BEGIN ITEMS
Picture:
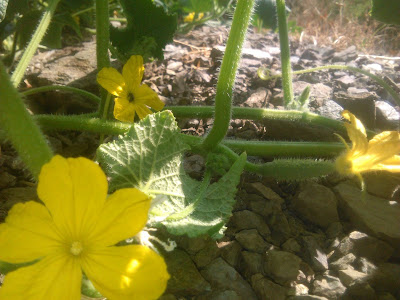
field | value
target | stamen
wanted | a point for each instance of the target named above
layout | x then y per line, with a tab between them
76	248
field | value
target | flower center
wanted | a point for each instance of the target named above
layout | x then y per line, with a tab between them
76	248
131	98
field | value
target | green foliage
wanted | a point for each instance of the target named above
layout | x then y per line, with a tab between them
149	157
149	28
386	11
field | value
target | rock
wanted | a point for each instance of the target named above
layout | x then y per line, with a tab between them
250	264
386	115
247	219
222	276
349	276
316	204
282	266
328	286
7	180
343	263
330	109
381	184
266	289
364	265
251	240
206	255
186	279
361	290
259	98
374	215
386	278
230	252
345	55
363	245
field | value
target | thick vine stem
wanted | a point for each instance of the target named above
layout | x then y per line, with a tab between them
285	53
226	80
20	128
34	43
102	43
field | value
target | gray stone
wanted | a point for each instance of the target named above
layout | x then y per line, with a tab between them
250	264
230	252
222	276
386	278
363	245
316	204
251	240
186	279
350	276
247	219
328	286
330	109
374	215
266	289
343	263
313	254
282	266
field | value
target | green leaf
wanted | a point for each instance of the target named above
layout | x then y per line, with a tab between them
386	11
146	23
3	8
149	157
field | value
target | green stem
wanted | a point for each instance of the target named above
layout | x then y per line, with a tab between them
47	88
226	80
102	43
34	43
285	53
379	80
20	128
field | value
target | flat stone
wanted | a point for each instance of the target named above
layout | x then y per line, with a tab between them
316	204
328	286
222	276
250	264
343	263
247	219
186	280
313	254
374	215
266	289
282	266
251	240
350	276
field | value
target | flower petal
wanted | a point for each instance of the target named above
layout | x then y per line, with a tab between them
145	95
28	233
142	111
54	277
74	190
111	80
124	111
123	216
127	272
133	71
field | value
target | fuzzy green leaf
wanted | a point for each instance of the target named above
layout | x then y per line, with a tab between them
149	157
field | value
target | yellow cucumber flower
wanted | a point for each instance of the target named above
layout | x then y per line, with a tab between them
74	232
377	154
131	96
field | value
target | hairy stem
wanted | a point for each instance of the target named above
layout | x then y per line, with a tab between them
34	43
20	128
226	80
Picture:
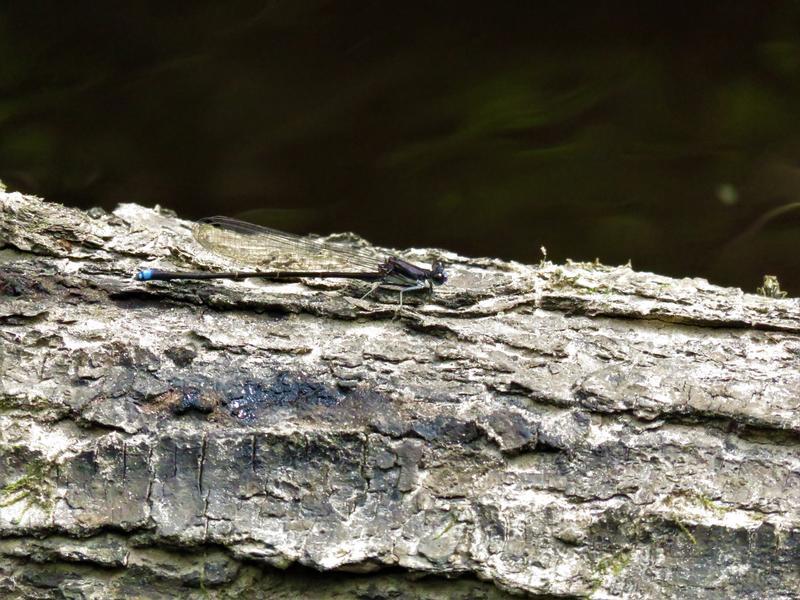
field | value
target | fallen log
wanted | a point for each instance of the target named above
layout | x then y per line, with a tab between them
573	430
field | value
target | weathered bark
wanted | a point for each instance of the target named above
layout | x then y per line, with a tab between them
573	431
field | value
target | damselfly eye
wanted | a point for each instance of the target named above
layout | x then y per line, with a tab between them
437	273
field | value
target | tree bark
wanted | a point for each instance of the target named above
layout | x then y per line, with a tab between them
571	430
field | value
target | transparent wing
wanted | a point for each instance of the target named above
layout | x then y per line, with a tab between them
257	245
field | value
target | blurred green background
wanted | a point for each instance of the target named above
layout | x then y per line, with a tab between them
664	133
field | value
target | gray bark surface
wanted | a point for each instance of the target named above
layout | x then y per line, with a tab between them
572	431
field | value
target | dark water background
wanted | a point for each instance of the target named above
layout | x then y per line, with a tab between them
667	133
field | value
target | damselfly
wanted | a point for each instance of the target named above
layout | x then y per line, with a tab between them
291	256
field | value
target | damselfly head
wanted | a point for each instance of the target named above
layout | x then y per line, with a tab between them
437	273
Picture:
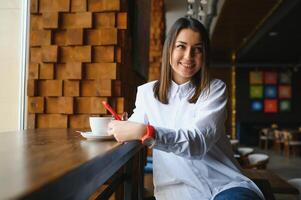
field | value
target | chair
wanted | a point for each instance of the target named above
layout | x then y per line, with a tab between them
292	142
257	161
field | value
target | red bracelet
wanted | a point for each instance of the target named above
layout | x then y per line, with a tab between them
150	133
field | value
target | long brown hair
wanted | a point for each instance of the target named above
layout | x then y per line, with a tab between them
201	79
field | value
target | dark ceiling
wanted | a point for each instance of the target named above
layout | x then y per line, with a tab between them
266	32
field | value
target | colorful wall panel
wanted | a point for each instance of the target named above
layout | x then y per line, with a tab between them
270	91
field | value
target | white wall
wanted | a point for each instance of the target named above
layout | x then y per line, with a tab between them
10	59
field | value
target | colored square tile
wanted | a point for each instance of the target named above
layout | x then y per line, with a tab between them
270	106
256	91
270	91
270	77
256	77
285	91
285	77
285	105
256	106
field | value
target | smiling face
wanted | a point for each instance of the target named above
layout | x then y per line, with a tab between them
186	56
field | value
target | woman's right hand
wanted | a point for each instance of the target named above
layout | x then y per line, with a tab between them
124	116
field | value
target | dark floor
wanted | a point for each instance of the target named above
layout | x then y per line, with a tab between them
285	167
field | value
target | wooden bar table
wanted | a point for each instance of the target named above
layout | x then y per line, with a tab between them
61	164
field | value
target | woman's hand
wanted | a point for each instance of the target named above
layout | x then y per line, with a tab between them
126	130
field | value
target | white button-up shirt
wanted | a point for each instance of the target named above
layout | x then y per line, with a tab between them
192	157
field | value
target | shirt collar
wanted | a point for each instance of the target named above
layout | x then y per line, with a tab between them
182	90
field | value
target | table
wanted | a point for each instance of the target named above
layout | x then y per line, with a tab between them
61	164
278	185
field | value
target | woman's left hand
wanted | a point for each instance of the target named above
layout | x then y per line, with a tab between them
126	130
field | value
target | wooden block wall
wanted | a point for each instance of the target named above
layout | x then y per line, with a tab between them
75	60
157	32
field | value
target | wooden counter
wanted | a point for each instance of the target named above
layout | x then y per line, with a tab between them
61	164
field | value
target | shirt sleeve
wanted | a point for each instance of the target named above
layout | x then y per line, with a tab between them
139	114
195	141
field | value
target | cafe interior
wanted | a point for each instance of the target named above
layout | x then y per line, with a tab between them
65	57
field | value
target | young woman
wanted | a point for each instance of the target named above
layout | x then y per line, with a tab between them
182	116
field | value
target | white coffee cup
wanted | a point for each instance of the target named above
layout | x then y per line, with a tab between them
99	125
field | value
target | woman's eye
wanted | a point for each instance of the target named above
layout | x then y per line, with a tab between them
198	49
180	46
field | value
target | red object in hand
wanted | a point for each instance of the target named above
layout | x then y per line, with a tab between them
110	109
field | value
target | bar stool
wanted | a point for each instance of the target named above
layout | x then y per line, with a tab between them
257	161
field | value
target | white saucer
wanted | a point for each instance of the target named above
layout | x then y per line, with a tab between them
91	136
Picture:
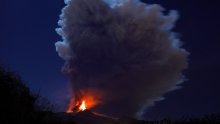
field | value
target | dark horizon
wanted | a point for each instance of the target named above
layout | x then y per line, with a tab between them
27	47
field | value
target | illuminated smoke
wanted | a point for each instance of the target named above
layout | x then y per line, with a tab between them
125	50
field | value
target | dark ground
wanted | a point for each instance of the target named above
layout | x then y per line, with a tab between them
18	105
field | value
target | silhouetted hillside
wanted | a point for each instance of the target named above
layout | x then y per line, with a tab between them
19	106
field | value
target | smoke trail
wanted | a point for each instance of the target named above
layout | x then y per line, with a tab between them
124	50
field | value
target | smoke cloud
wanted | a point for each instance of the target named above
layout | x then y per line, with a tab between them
123	50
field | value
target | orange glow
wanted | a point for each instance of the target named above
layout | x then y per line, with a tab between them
82	107
84	103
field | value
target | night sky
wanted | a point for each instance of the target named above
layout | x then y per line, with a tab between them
27	38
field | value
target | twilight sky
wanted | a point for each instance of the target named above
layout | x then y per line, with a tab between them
27	38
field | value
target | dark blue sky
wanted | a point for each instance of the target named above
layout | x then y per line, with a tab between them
27	38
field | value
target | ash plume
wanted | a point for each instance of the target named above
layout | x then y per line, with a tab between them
123	50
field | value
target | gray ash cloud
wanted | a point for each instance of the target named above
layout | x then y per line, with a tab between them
124	50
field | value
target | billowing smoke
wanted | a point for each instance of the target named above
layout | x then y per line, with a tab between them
122	49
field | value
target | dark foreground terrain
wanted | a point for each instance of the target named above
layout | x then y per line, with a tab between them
19	106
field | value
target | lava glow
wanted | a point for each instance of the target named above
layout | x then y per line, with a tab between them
87	102
82	107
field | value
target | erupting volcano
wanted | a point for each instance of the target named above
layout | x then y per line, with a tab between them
121	55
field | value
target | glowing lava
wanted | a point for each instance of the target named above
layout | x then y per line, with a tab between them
82	107
87	102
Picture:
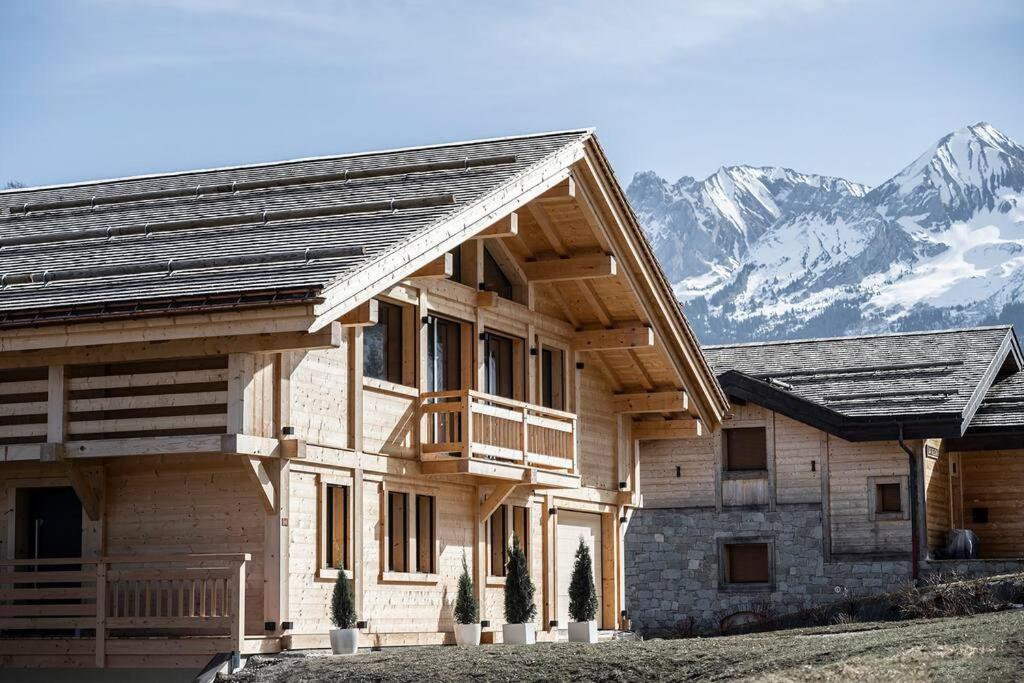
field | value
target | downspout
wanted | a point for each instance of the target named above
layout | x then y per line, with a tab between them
912	489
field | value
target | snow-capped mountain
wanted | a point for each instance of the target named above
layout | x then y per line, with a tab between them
769	253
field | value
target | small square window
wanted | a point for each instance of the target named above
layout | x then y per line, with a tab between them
748	563
745	450
888	499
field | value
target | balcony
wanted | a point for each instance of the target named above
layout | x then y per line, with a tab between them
109	610
491	437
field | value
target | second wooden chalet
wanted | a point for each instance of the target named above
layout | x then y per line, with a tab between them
221	390
843	468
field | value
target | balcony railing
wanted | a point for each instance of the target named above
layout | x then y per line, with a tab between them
144	595
470	424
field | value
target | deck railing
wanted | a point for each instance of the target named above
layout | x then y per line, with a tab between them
471	424
143	595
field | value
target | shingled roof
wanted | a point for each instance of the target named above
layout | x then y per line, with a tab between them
249	235
929	384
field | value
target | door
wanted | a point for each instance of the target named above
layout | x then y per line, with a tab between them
48	523
572	525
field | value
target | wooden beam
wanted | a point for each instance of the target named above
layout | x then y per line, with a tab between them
363	315
603	340
440	268
497	497
651	401
505	227
665	429
257	474
563	190
328	337
574	267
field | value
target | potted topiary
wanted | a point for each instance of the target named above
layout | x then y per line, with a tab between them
583	598
345	638
519	607
467	628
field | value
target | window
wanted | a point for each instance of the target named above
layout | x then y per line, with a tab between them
499	539
553	378
443	354
745	450
500	535
396	532
337	527
888	499
425	534
499	366
411	534
382	345
495	279
747	563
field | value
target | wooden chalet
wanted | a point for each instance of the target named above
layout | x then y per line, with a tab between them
841	468
221	390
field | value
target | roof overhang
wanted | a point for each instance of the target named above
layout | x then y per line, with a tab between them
749	388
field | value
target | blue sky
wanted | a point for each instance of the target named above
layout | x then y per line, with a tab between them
101	88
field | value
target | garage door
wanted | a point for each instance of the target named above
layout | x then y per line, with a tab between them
571	525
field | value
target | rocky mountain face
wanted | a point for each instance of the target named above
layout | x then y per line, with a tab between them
769	253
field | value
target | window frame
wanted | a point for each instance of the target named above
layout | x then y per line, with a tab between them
413	494
872	498
323	541
724	582
744	473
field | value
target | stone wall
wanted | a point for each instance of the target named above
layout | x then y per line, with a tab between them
673	575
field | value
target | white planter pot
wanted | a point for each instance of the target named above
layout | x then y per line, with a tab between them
467	635
583	632
344	641
518	634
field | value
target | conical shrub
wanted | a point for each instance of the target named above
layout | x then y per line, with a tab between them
519	607
583	595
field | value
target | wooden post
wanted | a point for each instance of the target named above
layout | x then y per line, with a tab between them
239	605
100	613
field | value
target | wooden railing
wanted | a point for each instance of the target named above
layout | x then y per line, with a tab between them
144	595
469	423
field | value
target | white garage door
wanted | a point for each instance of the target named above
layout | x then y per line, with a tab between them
571	525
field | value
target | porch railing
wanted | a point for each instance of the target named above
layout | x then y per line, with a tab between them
468	423
143	595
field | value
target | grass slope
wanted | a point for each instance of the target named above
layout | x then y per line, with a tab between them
983	647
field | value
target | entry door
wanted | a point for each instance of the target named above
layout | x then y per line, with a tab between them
572	525
48	523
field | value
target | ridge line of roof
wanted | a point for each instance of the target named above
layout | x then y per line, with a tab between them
865	336
238	167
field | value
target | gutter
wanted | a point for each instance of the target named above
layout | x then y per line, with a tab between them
914	522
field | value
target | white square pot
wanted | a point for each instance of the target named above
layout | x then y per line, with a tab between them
467	635
583	632
518	634
344	641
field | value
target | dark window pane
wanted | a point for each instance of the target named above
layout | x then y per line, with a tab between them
499	538
553	379
888	498
495	279
382	345
443	354
745	449
748	563
398	546
499	373
425	534
337	527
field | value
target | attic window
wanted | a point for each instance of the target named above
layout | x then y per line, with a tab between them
745	450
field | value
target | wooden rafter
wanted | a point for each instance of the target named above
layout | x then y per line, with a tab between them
616	338
574	267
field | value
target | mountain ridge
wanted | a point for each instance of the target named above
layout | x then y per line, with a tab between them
764	252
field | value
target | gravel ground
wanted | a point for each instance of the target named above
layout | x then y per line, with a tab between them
984	647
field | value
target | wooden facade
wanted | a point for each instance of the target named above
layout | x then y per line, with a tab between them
231	466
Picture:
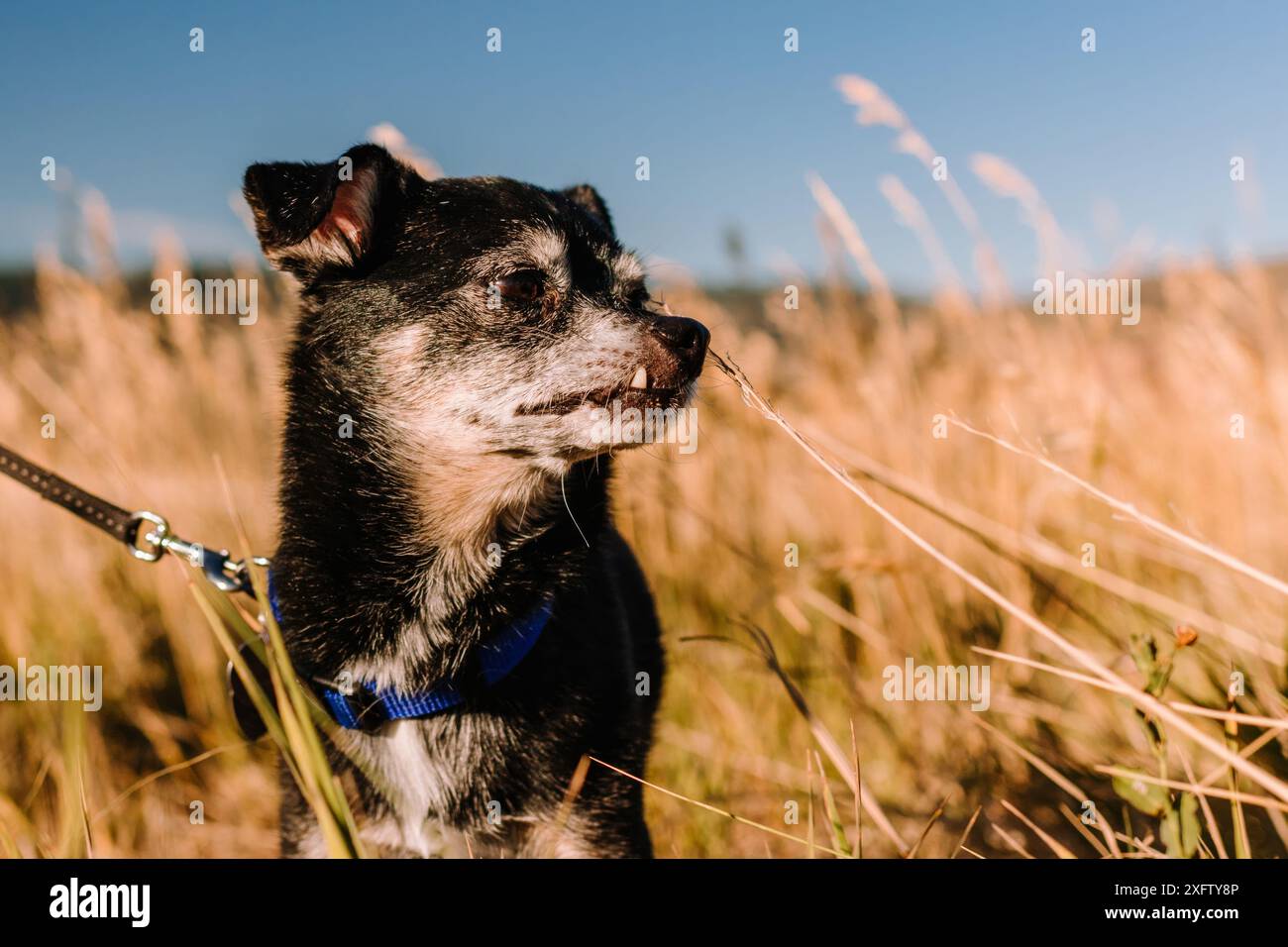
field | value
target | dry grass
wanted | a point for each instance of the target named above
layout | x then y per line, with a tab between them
952	551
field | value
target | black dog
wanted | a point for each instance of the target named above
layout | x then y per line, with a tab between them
449	574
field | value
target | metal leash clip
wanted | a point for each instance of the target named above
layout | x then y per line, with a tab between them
218	567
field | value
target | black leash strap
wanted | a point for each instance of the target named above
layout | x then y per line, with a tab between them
147	544
217	566
94	510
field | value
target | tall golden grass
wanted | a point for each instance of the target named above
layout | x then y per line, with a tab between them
819	534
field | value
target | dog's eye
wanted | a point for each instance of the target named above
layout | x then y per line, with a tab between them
523	286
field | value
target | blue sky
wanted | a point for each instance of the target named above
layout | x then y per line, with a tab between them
730	123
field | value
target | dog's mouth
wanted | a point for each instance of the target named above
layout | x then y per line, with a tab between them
640	392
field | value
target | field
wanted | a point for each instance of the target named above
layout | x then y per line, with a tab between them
1091	510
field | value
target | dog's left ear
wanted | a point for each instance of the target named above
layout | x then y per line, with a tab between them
309	217
589	200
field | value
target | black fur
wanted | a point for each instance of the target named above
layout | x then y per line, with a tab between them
355	552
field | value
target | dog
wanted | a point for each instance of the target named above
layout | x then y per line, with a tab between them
445	489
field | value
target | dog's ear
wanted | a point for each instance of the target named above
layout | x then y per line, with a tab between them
314	215
589	200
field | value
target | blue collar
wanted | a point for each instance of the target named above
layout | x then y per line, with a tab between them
368	706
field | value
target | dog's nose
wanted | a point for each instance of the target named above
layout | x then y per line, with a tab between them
687	338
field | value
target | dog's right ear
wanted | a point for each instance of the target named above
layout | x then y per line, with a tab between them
309	217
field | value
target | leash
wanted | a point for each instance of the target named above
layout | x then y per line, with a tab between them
362	706
218	567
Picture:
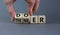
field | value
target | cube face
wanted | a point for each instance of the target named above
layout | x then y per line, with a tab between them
33	19
19	15
41	19
26	18
18	18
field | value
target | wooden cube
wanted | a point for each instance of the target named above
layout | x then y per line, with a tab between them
18	18
26	18
33	19
41	19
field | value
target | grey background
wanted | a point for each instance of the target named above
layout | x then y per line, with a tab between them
50	8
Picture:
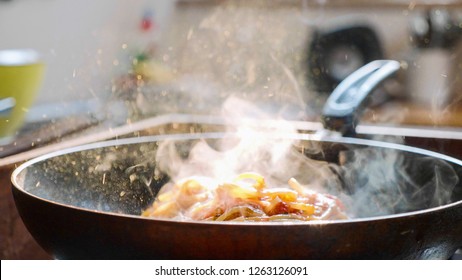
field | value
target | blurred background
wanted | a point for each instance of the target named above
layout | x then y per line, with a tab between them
112	63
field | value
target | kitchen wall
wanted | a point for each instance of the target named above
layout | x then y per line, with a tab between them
83	43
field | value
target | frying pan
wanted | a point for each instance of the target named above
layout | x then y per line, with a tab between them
76	212
75	209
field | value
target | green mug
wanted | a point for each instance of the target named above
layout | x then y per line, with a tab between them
21	73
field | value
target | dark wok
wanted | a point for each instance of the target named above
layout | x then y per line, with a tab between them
72	214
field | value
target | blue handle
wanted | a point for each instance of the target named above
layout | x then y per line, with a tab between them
340	111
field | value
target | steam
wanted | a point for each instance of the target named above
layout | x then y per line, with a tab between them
388	181
247	66
247	147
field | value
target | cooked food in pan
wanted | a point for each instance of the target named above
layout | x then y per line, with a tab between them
246	198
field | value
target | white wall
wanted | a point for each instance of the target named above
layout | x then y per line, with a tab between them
80	40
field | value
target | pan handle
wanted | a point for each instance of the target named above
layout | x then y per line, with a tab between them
340	111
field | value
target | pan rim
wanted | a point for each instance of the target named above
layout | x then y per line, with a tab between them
217	135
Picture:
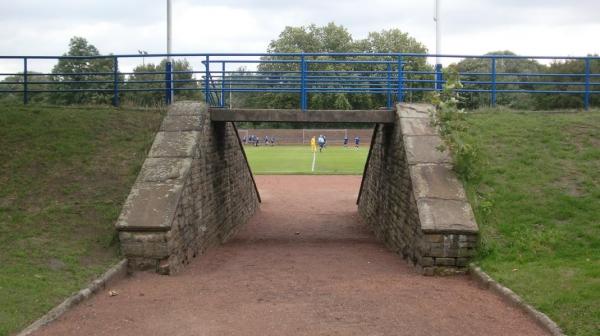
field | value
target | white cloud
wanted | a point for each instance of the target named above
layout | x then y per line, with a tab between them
125	26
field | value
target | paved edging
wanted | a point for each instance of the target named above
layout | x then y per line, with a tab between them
511	297
116	272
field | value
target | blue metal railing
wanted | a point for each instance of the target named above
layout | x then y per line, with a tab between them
392	76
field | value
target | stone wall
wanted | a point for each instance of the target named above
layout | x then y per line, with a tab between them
195	190
411	198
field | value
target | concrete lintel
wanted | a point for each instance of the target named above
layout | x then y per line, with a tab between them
294	115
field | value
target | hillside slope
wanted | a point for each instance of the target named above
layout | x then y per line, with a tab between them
64	174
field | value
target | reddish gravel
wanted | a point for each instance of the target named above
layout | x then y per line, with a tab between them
304	265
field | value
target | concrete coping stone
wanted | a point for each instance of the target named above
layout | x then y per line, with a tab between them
425	149
174	144
410	110
446	216
150	207
417	126
175	123
186	108
165	169
436	181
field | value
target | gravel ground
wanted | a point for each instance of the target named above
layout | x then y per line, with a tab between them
304	265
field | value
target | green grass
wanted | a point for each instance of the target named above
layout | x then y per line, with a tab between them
537	203
64	174
334	159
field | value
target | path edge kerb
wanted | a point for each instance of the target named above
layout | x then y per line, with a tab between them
114	273
487	282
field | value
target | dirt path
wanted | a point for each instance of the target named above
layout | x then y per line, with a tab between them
305	265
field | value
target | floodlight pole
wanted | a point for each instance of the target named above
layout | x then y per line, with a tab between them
169	66
438	47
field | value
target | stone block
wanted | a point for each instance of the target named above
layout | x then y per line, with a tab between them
165	169
446	216
150	207
436	181
148	245
175	123
174	144
445	261
425	149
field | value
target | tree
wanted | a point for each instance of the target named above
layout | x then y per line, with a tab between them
470	66
571	71
15	83
90	78
151	77
333	38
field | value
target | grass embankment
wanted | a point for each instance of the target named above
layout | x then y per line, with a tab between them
64	174
537	203
334	160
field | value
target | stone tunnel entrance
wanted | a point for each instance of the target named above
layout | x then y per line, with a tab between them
196	190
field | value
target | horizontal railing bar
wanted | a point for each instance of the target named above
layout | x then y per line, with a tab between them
419	55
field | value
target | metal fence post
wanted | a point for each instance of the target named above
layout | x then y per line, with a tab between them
586	98
206	80
222	100
439	77
302	83
389	85
400	97
168	82
116	82
493	100
25	82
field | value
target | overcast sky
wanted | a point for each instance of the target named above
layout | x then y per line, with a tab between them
527	27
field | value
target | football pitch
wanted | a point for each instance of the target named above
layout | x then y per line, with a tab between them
334	160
END ITEMS
Collect every line in the items above that contains the word "ridge", and copy each of those lines unchanged.

[EXERCISE SOLUTION]:
target | ridge line of roof
target | mountain ridge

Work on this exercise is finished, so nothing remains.